— START EXCERPTED RECORDS —

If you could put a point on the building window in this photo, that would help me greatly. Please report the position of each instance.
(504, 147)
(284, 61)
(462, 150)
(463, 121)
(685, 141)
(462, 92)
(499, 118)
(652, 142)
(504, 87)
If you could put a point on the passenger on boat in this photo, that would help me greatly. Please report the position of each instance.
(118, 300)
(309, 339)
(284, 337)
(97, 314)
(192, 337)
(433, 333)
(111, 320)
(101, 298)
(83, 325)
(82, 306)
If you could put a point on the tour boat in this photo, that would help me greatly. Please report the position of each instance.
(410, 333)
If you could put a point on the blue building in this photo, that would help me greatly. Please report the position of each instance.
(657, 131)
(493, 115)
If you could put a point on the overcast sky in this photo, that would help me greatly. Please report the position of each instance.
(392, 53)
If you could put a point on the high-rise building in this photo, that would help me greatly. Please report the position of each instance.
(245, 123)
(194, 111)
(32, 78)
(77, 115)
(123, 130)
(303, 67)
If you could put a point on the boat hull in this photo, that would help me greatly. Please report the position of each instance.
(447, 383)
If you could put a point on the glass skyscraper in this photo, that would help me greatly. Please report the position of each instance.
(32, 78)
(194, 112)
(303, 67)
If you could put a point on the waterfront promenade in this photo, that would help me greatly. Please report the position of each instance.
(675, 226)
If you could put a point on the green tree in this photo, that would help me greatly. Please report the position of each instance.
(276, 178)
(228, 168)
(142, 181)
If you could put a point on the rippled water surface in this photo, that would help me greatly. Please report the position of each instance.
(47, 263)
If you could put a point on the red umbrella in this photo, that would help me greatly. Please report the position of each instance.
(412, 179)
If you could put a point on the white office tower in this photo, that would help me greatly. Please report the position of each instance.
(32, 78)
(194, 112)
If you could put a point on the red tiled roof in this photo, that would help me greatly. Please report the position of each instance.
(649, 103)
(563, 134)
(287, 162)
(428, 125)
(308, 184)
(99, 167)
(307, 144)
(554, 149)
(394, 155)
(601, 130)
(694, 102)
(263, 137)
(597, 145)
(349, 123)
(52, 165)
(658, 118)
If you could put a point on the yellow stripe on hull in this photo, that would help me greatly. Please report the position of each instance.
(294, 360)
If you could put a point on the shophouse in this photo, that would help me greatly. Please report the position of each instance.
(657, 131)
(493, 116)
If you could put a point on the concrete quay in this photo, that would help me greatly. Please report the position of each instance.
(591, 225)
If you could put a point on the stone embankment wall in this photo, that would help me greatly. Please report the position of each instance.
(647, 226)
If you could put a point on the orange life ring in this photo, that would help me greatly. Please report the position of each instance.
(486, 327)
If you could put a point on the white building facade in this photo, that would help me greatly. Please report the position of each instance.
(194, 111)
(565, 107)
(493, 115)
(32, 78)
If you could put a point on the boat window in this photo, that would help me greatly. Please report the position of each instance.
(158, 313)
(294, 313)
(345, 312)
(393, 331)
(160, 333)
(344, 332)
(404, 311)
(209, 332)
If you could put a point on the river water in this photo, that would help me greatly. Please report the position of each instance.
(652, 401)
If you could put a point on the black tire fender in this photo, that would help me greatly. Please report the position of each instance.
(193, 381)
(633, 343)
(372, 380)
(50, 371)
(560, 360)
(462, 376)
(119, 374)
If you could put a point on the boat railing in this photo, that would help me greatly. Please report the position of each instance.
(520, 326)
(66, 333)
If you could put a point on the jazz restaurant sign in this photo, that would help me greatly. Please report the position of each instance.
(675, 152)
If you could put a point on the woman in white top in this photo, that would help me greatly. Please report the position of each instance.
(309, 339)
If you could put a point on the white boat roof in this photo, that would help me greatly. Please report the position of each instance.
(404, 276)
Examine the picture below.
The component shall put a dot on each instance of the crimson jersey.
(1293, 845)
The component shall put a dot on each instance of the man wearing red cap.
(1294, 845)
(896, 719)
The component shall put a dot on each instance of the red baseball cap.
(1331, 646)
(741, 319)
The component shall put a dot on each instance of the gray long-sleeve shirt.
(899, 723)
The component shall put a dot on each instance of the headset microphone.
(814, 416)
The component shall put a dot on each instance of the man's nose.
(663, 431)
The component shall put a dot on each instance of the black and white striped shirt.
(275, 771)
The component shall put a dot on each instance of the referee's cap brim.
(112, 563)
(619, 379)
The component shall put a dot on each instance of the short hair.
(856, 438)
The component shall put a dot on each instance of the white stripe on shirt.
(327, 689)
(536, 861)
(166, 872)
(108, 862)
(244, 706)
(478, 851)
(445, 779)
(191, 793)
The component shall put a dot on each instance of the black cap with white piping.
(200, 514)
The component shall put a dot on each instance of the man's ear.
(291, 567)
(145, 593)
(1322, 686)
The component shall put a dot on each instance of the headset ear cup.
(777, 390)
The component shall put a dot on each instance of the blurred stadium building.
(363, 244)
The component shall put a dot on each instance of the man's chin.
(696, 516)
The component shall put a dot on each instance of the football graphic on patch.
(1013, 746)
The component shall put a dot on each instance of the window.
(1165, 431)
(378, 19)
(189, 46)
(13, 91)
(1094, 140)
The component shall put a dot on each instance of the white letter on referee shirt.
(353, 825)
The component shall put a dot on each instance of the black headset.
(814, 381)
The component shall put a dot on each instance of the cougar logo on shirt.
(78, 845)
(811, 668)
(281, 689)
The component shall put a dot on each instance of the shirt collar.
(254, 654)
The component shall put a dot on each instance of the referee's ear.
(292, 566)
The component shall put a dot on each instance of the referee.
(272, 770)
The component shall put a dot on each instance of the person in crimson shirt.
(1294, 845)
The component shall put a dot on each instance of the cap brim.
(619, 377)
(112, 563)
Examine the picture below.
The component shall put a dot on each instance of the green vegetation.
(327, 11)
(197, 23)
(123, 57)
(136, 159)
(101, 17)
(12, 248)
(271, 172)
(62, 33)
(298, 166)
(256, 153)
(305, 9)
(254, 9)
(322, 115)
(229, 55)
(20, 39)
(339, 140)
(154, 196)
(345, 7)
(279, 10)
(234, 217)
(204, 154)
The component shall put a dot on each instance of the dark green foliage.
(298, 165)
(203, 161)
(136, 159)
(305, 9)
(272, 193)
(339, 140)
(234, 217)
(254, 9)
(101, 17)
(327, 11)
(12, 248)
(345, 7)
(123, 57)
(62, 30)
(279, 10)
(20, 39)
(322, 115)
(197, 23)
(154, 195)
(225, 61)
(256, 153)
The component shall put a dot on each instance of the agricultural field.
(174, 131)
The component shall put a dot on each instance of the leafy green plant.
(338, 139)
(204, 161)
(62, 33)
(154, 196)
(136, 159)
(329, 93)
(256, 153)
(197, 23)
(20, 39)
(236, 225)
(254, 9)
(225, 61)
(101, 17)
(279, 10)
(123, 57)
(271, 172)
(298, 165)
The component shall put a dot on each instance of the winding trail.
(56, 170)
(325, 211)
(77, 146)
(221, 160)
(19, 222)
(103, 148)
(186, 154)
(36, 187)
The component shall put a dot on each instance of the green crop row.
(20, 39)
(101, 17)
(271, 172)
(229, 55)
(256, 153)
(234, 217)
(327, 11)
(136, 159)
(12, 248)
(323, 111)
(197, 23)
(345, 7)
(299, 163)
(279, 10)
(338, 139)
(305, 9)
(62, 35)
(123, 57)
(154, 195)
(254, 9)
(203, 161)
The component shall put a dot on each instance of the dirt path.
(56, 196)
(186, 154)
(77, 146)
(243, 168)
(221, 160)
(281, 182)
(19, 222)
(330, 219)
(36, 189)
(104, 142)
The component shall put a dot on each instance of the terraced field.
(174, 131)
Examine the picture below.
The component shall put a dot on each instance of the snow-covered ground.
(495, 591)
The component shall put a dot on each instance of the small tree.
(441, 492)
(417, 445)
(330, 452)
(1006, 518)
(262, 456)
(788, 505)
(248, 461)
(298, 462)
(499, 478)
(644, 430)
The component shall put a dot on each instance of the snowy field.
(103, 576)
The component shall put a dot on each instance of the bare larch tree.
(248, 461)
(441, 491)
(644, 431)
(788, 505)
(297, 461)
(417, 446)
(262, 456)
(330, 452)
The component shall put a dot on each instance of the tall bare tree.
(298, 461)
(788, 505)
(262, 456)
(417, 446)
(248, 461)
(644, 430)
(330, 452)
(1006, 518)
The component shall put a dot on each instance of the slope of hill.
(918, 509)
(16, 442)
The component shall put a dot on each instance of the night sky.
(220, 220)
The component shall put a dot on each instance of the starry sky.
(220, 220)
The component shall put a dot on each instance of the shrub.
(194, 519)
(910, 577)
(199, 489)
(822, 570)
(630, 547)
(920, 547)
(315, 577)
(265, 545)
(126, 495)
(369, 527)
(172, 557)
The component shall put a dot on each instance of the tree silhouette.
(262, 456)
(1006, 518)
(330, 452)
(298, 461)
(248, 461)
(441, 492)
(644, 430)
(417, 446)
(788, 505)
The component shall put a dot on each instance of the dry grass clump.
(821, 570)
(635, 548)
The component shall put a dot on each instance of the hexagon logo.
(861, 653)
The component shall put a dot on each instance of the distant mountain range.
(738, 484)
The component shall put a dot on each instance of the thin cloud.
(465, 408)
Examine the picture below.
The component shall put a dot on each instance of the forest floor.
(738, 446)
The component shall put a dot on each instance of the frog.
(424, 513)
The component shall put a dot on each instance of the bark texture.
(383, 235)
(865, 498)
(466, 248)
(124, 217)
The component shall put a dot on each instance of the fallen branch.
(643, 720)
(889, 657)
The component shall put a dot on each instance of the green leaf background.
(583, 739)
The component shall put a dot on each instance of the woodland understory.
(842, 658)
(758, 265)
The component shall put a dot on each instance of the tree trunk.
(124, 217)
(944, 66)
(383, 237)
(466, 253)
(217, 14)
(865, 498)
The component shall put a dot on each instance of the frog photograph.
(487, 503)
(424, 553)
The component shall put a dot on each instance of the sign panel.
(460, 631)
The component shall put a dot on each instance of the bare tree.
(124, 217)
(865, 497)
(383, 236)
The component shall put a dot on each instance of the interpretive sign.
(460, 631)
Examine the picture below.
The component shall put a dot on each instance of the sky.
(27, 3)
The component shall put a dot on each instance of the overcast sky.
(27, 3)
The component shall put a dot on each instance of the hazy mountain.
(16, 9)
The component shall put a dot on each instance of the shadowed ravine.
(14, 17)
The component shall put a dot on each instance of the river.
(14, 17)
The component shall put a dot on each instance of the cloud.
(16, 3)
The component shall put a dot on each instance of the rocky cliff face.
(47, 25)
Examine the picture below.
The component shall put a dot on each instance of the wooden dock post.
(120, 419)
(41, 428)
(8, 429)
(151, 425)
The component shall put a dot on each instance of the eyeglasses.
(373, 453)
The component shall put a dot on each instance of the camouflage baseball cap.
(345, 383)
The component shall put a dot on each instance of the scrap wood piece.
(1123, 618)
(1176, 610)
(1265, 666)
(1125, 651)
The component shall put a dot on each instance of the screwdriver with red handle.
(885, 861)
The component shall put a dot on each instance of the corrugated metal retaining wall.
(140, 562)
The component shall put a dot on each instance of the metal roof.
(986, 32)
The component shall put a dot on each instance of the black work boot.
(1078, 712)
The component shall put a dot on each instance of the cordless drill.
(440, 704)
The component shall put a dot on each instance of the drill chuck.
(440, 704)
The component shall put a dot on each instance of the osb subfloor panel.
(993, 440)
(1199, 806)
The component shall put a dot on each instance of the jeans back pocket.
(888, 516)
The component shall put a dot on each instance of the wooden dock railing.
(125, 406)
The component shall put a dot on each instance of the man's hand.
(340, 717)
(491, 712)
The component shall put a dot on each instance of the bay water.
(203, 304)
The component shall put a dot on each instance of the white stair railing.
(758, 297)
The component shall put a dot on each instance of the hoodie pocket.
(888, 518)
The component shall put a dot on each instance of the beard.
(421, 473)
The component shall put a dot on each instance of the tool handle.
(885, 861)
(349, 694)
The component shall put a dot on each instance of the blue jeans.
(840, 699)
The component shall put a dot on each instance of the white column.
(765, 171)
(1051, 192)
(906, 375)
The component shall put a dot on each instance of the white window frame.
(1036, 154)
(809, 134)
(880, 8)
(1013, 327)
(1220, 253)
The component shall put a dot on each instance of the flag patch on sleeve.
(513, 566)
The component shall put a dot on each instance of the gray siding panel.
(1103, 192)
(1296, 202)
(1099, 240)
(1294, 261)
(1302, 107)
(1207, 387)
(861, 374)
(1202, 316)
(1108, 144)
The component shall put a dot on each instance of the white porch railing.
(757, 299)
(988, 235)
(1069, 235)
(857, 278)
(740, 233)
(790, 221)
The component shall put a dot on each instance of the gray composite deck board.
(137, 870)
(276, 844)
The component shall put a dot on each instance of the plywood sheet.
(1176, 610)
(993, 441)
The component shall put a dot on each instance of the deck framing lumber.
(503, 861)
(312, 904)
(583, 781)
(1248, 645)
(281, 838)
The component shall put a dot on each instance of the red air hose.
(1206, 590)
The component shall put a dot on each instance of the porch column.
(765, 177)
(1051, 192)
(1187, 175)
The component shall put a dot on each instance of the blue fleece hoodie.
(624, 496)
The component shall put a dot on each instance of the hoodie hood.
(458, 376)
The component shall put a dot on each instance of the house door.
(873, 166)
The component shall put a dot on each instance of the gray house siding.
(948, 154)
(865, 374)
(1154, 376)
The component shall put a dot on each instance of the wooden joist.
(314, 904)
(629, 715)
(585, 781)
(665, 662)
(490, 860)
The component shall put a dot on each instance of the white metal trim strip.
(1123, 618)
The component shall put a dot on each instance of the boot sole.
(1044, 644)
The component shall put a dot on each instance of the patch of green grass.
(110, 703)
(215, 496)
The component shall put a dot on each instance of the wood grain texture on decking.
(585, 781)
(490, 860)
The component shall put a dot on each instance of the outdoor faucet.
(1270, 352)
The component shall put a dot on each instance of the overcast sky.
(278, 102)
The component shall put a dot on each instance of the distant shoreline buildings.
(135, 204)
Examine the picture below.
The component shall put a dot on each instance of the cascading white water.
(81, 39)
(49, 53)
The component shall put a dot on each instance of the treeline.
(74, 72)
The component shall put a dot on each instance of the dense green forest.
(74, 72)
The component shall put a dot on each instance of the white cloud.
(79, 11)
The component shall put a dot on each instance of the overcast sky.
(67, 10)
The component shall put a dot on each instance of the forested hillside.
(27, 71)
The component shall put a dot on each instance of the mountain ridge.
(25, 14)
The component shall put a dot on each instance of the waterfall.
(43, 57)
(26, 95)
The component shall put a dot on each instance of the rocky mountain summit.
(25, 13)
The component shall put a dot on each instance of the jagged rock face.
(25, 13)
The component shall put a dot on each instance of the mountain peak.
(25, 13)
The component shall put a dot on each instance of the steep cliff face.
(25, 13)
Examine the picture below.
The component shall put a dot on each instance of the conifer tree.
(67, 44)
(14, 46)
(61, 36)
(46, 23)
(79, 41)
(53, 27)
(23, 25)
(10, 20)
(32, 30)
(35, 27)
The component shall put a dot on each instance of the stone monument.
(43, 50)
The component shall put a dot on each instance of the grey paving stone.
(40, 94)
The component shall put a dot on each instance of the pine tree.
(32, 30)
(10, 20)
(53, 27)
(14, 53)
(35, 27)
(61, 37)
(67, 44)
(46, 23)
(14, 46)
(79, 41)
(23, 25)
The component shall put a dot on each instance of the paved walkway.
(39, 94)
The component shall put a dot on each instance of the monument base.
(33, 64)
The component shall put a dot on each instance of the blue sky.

— END EXCERPTED RECORDS —

◆ GIVEN EXERCISE:
Reproduce only the lines between the line containing "steep cliff face." and the last line of the records, those two lines included, exactly.

◆ RESPONSE TO THE TASK:
The component shall put a dot on each instance of the steep cliff face.
(25, 13)
Examine the picture below.
The component shall put a dot on each instance of the conifer tree.
(67, 44)
(14, 46)
(61, 36)
(46, 23)
(79, 41)
(53, 27)
(23, 25)
(10, 20)
(32, 30)
(35, 27)
The component shall put a dot on each instance of the stone monument.
(43, 50)
The component shall put a dot on each instance of the grey paving stone.
(40, 94)
The component shall put a dot on each instance of the pine tree.
(32, 30)
(10, 20)
(53, 27)
(14, 53)
(35, 27)
(61, 37)
(67, 44)
(46, 23)
(14, 46)
(79, 41)
(23, 25)
The component shall put a dot on each instance of the paved walkway.
(39, 94)
The component shall put a dot on each instance of the monument base.
(33, 64)
The component shall put a dot on each instance of the blue sky.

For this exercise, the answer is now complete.